> Task description
Return all of the material, keeping each line exactly as it is.

> Information provided

.....

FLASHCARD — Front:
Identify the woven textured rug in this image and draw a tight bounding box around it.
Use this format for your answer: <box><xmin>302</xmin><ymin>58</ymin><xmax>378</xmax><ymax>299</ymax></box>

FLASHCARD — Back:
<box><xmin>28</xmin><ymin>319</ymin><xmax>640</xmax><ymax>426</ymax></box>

.....

> Exercise output
FLASHCARD — Front:
Identify the woven textured rug in this image and draw a tight bounding box around it.
Use this format for your answer: <box><xmin>302</xmin><ymin>58</ymin><xmax>378</xmax><ymax>299</ymax></box>

FLASHCARD — Back:
<box><xmin>28</xmin><ymin>319</ymin><xmax>640</xmax><ymax>426</ymax></box>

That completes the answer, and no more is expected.